=== Problems to work on ===
1) Answer these from the passage on Chinese pressure on Taiwan:
(a) As of Oct. 7, 2020, how many Chinese warplanes had flown across the median line of the Taiwan Strait?
(b) As of Oct. 7, how many warships had the CCP dispatched?
(c) To whom did Leng Jiefu write his letter on April 29, 2020?
2) List every missile designation named in the passage on Chinese pressure on Taiwan.
3) Please write out the passage on Chinese pressure on Taiwan from "Sixth, on Oct." to "its own people.".

Fourth, as of Oct. 7, 2020, a total of 49 Chinese warplanes flew across the median line of the Taiwan Strait. Previously, Chinese jet fighters only crossed the median line of the Taiwan Strait in very few cases. On Sept. 21, the spokesperson of China’s Ministry of Foreign Affairs, Wang Wenbin, stated at a press briefing that the so-called “median line” is non-existent. That was the first time the CCP explicitly denied the existence of the median line of the Taiwan Strait.
Fifth, as of Oct. 7, the CCP dispatched 1,029 warships to intimidate Taiwan, including the “Shandong” aircraft carrier crossing the Taiwan Strait.
Sixth, on Oct. 18, Hong Kong’s South China Morning Post quoted a source as saying, “The DF-17 hypersonic missile will gradually replace the old short range ballistic missiles DF-11s and DF-15s that were deployed in the southeast region for decades.” On Aug. 26, Beijing launched four DF-26 and DF-21 missiles into the South China Sea. According to Taiwan’s Ministry of National Defense, the CCP has deployed more than 1,500 ballistic and cruise missiles that could be aimed at Taiwan at any time.
The CCP justifies its threat against Taiwan in the name of defending its sovereignty and to ensure that the self-ruled island does not gain its independence. The Chinese regime has used this excuse to deceive its own people.
The CCP has given a lot of Chinese land to Russia and other countries. It is the world’s largest traitorous political party. It doesn’t care about those territories nor the livelihood of its people. How is it entitled to even talk about “defending sovereignty?”
In 2020, Xi Jinping received a lot of criticism at home and abroad. U.S. National Security Adviser Robert O’Brien said, “The Party General Secretary Xi Jinping sees himself as Josef Stalin’s successor.” U.S. Secretary of State Michael Pompeo said, “General Secretary Xi Jinping is a true believer in a bankrupt totalitarian ideology.”
On April 29, 2020, Chinese scholar Leng Jiefu, a retired professor from Renmin University, wrote a letter to Wang Yang, Chairman of the Chinese People’s Political Consultative Conference. Leng called for Xi’s resignation and to adopt a federal model of government to safeguard national unity regarding Taiwan, Hong Kong, and the ethnic autonomous regions. Leng wrote: “Taiwan’s average annual income is five times that of the mainland, Taiwan’s social welfare ranks second in the world, and mainland social welfare ranks 159 in the world. Are we not ashamed? Politically and economically, Taiwan is more advanced and wealthier than us. … The liberation of Taiwan? On what basis? The extreme leftist’s ignorant ‘liberation of Taiwan’ theory must be stopped!”

=== Source data ===
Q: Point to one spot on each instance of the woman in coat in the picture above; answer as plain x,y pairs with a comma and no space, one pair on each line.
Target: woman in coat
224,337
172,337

=== Answers by item ===
1)
(a) 49
(b) 1,029
(c) Wang Yang, Chairman of the Chinese People's Political Consultative Conference

2) DF-17, DF-11, DF-15, DF-26, DF-21

3)
Sixth, on Oct. 18, Hong Kong’s South China Morning Post quoted a source as saying, “The DF-17 hypersonic missile will gradually replace the old short range ballistic missiles DF-11s and DF-15s that were deployed in the southeast region for decades.” On Aug. 26, Beijing launched four DF-26 and DF-21 missiles into the South China Sea. According to Taiwan’s Ministry of National Defense, the CCP has deployed more than 1,500 ballistic and cruise missiles that could be aimed at Taiwan at any time.
The CCP justifies its threat against Taiwan in the name of defending its sovereignty and to ensure that the self-ruled island does not gain its independence. The Chinese regime has used this excuse to deceive its own people.